• Work instructions: Gather every line of the data below that contains the word "rear", and copy each one in full.

── Input rows ──

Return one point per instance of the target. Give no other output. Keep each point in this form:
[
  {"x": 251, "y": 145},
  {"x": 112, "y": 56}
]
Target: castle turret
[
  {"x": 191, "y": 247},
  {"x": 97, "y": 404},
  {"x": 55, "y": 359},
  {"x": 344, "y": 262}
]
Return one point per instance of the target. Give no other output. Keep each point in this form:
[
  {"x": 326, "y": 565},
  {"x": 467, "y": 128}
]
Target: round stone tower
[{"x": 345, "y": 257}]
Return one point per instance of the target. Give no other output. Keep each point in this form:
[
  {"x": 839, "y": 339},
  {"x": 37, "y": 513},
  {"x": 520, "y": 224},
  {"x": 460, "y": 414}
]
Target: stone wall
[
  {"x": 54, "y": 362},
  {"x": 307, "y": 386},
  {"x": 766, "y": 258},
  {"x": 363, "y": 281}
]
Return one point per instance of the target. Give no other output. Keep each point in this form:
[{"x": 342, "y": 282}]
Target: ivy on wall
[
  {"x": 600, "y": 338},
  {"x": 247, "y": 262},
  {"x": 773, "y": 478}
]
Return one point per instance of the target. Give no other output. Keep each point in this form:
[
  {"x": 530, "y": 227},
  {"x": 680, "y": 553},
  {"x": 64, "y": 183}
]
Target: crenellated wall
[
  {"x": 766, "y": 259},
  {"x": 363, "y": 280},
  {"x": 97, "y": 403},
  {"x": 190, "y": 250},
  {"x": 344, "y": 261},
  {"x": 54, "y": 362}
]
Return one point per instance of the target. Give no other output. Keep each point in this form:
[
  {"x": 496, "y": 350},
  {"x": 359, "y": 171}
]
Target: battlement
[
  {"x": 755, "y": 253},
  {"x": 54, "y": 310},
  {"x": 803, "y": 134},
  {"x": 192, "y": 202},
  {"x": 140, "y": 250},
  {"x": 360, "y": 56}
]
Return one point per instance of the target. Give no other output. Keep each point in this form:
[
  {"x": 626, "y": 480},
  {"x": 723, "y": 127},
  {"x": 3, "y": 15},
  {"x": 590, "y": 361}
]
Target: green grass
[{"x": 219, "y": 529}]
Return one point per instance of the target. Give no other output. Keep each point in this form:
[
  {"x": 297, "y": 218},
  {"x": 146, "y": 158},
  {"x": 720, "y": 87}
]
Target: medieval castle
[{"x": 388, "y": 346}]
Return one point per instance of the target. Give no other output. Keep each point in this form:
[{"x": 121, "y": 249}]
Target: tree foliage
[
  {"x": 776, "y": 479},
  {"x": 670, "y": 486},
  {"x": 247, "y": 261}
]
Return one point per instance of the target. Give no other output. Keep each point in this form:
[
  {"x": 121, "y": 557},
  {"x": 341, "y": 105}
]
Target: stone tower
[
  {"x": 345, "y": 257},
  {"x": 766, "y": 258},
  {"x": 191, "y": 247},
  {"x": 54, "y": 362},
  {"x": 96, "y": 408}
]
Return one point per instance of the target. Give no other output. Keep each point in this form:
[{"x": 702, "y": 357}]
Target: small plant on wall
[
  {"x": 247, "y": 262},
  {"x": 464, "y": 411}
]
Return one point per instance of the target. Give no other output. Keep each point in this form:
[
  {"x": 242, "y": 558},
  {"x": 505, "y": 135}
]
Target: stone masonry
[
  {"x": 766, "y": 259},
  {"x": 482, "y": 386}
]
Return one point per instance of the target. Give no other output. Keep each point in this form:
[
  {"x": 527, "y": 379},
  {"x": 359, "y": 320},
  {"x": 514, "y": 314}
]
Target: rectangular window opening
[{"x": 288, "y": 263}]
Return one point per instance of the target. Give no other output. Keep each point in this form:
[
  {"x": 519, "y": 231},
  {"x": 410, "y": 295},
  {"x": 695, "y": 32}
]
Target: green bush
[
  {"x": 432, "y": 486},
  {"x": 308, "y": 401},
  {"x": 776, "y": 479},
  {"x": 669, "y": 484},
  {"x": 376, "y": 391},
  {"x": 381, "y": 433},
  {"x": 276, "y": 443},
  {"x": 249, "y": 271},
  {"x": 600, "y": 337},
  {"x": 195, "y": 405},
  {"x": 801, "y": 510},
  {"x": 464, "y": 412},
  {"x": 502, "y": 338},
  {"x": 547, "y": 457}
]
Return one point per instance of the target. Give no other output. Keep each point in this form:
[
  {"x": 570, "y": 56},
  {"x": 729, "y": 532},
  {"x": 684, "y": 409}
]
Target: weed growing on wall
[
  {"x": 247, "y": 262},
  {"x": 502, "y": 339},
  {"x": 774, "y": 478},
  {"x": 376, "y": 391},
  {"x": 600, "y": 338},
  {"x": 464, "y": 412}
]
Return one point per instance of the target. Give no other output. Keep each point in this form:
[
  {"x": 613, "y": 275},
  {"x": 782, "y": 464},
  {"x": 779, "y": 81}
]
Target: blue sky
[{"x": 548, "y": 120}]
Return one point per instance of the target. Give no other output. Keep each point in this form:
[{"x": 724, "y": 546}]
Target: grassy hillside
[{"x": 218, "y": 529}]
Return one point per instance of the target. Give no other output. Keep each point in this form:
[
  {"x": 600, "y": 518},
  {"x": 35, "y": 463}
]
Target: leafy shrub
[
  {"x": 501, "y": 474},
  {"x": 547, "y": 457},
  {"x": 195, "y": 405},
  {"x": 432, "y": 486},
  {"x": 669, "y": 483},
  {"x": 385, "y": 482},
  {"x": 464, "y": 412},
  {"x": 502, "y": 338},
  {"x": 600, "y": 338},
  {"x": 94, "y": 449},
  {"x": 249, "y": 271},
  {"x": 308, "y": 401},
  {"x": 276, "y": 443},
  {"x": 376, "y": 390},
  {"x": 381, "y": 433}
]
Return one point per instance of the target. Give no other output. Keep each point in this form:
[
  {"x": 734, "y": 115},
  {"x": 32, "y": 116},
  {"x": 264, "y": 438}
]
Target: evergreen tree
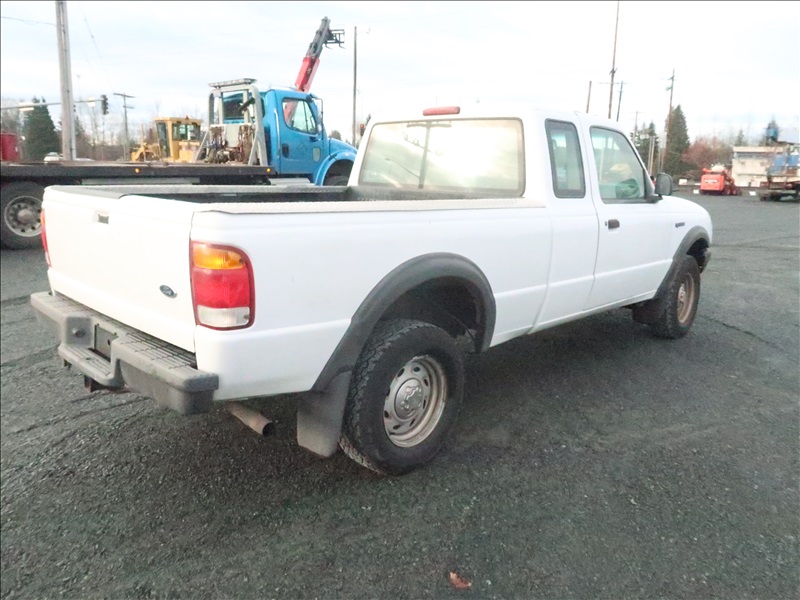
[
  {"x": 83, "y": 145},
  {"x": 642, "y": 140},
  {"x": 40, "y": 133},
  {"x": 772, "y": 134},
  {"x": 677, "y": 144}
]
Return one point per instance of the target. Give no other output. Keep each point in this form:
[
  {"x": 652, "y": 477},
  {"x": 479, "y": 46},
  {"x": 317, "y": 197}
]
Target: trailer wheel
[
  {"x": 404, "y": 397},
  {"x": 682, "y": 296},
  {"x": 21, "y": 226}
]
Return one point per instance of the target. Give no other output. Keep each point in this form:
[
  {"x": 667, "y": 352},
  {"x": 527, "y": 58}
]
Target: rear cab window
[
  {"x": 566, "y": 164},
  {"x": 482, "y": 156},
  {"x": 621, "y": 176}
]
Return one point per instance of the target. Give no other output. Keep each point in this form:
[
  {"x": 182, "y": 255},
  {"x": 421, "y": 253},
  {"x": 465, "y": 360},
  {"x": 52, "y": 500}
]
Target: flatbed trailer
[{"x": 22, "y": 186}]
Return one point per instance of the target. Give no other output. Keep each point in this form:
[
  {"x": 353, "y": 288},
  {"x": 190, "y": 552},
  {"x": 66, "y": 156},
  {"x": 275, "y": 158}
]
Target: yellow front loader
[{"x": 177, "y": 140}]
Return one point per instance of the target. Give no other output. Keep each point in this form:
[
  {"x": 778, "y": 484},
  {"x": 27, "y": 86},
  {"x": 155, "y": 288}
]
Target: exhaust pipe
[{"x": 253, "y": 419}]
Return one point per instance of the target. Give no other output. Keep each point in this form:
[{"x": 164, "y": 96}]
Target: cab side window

───
── Input rows ──

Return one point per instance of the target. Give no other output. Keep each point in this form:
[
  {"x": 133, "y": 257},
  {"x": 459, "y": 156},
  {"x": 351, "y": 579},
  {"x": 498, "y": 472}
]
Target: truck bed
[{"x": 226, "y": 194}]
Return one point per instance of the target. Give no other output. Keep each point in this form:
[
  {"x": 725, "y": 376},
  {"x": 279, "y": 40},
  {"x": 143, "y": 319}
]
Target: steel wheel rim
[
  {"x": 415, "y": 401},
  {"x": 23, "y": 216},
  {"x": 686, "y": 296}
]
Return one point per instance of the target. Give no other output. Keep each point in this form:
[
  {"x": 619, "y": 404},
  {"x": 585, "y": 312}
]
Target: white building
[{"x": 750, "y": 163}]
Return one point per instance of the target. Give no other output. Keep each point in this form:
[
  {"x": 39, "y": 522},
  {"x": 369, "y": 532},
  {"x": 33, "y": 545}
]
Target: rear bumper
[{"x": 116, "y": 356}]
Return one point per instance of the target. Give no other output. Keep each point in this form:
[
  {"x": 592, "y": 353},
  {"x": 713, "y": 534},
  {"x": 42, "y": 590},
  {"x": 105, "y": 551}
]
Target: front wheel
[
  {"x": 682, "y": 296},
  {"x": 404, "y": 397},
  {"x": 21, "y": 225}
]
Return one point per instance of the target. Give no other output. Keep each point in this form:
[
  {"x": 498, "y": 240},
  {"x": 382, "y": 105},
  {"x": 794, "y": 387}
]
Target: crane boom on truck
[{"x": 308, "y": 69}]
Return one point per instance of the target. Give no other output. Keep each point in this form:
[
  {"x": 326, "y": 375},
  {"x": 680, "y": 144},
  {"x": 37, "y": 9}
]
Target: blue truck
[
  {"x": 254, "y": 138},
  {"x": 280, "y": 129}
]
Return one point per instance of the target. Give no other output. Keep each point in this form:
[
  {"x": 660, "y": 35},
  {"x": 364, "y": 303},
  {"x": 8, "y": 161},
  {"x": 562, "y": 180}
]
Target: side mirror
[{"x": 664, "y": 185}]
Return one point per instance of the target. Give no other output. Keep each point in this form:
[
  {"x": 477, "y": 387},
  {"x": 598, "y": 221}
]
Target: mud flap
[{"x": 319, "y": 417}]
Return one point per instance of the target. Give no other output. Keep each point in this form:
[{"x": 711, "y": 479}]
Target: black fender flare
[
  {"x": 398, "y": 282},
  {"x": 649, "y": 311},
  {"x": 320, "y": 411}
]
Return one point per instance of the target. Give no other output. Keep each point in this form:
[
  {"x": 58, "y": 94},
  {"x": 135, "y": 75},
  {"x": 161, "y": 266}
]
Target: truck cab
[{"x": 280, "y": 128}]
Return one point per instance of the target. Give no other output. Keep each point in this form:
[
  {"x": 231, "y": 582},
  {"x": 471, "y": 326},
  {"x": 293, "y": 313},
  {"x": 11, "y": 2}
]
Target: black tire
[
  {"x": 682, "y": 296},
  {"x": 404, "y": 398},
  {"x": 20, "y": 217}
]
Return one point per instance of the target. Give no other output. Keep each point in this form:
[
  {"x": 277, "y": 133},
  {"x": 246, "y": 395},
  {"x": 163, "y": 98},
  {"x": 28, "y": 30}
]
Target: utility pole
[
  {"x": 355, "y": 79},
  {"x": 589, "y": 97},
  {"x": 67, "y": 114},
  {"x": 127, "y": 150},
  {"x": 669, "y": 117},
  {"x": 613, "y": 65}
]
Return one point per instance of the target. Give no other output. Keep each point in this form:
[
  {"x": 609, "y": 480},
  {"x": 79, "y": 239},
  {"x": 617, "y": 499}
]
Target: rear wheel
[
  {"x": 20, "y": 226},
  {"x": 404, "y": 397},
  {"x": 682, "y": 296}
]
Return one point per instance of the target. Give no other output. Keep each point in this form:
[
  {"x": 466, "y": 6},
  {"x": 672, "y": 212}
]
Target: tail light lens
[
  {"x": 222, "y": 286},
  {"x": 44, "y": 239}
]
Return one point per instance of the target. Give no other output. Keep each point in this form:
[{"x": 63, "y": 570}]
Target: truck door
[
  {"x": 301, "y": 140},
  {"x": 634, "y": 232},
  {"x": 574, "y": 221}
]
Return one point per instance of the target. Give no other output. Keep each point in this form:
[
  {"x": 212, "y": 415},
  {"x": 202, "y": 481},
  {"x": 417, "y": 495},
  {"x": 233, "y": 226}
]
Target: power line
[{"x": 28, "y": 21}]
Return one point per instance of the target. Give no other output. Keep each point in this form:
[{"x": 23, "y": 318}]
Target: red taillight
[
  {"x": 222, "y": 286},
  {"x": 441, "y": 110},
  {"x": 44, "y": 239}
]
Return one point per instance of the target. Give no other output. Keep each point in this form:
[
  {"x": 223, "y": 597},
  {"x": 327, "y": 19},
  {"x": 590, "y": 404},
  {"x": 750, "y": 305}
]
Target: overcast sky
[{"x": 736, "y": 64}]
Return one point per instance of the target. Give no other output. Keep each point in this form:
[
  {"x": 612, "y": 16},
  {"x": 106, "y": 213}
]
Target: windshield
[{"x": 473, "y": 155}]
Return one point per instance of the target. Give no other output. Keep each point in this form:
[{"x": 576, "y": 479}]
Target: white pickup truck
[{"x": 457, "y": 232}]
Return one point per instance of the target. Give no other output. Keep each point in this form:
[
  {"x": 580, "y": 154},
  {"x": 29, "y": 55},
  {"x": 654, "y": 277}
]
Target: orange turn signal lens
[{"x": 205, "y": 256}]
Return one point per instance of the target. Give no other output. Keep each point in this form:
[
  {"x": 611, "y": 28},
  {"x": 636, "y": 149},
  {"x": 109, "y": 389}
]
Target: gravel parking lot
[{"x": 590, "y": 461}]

───

• In response:
Target: rear cab window
Target: rear bumper
Target: rear wheel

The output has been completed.